# Goal a:
Could you format the entries from the line containing "Would you be able to mark the red snow" through the line containing "(1002, 649)" as a two-column CSV with the columns request and point? Give one row per request, with its text and its answer each in one quoted field and line breaks turned into spaces.

# Source passage:
Yeah Marlin is pretty great really. I was missing coordinate systems and looking at this list http://marlinfw.org/meta/gcode/ there is no mention of G54-G59. This document also seems a little short on examples and expalnations fo some of the G-code. But if I can use coordinate systems that’s great.

Also Marlin doesn’t have the commands that are used in GRBL G10 and the commands are demonstrated in this video https://www.youtube.com/watch?v=fGtbkVJBXyE He uses G10 L20 P0 X0 Y0 Z0 to set the currently selected coordinate system to absolute values. But in Marlin, G10 is Retract… Anyway, if we can use G92 as a workaround, then i’m sure that will be fine!

Thanks for your help Guffy and Jeff

i forgot to say that it seems marlin also support g53. so
G53 G1 X10 Y10 Z10
will move to 10\10\10 in machine coordinates and ignore offsets of current coordinate systems

The new firmware has that enabled for a couple revisions.

# Material shown:

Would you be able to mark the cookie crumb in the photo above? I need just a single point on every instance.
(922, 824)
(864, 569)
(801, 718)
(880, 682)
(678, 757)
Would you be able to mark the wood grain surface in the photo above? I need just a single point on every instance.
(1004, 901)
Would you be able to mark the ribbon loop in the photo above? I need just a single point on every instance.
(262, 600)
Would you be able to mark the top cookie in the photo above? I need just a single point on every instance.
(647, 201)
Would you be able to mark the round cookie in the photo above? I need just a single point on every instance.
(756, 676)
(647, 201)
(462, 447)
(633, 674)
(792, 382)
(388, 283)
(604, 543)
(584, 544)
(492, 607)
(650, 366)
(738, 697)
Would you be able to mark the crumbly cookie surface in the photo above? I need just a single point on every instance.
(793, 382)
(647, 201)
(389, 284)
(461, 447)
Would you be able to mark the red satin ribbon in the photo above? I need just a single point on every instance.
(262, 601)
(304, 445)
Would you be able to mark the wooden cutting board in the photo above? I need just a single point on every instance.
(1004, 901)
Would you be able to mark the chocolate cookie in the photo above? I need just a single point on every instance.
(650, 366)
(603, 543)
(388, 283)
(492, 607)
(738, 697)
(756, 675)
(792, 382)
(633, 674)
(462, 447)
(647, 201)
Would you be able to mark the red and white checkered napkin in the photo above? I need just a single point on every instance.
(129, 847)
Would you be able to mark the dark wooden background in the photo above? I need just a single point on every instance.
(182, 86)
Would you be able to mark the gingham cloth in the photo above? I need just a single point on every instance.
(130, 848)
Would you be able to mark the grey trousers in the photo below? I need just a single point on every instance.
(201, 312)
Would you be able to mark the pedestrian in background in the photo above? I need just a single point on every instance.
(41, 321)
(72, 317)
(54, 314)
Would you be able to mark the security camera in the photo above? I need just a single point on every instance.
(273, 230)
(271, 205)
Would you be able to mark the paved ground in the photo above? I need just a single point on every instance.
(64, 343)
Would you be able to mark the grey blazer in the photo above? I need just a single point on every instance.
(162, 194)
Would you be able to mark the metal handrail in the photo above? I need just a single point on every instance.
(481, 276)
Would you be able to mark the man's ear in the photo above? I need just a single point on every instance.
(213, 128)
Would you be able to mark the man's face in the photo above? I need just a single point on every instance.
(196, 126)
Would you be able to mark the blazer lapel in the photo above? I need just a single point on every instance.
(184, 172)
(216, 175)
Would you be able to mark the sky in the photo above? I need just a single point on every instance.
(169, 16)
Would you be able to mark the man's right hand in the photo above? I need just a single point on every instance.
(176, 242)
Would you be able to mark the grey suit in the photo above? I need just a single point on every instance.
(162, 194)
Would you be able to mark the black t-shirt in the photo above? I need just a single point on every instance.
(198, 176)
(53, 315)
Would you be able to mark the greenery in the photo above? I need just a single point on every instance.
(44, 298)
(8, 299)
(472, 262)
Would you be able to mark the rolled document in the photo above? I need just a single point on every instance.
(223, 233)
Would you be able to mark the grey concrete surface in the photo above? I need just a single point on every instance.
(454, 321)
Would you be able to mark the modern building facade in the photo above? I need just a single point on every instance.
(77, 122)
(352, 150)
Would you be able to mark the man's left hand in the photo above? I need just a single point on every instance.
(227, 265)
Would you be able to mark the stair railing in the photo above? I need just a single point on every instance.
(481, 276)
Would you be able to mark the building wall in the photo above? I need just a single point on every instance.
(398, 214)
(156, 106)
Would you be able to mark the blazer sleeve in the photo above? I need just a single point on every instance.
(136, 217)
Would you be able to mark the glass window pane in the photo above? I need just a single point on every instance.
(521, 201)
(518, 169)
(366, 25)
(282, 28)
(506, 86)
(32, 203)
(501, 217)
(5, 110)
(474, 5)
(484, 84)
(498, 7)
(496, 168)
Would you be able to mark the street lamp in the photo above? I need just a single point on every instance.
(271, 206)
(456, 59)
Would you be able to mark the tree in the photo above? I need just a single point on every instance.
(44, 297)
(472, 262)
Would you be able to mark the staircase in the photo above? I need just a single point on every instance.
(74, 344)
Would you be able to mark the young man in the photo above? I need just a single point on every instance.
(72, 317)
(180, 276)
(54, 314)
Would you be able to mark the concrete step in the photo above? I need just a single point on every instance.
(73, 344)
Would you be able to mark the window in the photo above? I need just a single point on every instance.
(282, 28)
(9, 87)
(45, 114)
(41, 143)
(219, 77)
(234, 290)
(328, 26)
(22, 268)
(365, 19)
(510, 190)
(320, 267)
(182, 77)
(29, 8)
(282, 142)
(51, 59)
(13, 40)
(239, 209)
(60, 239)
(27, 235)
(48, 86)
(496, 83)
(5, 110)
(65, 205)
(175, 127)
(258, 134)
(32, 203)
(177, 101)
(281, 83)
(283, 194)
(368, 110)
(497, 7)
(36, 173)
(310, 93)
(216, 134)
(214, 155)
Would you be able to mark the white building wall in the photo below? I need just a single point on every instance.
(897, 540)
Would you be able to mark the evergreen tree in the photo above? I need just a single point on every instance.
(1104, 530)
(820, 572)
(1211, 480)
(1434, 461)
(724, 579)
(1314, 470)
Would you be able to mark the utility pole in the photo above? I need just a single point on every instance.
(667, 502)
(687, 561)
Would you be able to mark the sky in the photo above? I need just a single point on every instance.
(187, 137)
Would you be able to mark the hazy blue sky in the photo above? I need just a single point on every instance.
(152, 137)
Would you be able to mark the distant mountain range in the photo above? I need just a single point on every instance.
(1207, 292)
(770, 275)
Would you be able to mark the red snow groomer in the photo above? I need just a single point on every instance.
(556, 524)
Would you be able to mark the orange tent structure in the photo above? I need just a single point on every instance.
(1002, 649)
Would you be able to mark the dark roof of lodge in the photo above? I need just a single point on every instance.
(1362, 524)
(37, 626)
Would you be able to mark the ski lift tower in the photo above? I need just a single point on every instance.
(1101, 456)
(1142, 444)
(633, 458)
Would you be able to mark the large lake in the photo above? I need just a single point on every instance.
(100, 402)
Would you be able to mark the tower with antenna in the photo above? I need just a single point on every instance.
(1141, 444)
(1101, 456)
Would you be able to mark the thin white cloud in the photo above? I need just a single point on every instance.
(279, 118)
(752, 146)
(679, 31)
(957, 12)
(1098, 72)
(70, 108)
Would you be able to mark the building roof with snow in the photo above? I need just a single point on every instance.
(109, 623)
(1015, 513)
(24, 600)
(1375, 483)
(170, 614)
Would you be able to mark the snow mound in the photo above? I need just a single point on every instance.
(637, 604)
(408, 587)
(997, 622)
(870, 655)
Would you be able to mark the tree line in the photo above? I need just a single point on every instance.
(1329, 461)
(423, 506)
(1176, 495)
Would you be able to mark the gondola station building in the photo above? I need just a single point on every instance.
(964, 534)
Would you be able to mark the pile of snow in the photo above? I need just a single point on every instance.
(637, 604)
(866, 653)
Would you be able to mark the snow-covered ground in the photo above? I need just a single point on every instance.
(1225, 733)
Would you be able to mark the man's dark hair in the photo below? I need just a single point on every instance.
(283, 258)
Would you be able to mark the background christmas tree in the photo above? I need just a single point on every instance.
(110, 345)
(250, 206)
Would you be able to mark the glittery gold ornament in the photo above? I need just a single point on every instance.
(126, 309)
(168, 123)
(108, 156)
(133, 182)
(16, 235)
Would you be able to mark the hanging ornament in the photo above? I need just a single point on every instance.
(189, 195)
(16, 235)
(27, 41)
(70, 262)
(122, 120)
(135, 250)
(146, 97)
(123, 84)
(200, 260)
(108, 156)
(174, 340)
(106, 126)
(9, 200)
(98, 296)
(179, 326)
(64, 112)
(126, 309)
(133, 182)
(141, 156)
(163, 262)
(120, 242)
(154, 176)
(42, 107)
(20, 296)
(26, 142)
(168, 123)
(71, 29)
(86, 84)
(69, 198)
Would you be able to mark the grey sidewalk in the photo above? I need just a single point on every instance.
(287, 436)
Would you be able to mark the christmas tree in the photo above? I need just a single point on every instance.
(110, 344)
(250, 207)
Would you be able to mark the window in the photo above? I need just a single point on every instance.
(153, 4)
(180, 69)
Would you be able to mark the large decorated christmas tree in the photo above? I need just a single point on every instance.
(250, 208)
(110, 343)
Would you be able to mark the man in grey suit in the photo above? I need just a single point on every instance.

# Goal b:
Could you give the part of the Marlin discussion that opens with the words containing "Thanks for your" and closes with "a couple revisions." again, with "firmware" replaced by "software"?

# Full answer a:
request,point
"Would you be able to mark the red snow groomer in the photo above? I need just a single point on every instance.","(556, 524)"
"Would you be able to mark the orange tent structure in the photo above? I need just a single point on every instance.","(1002, 649)"

# Full answer b:
Thanks for your help Guffy and Jeff

i forgot to say that it seems marlin also support g53. so
G53 G1 X10 Y10 Z10
will move to 10\10\10 in machine coordinates and ignore offsets of current coordinate systems

The new software has that enabled for a couple revisions.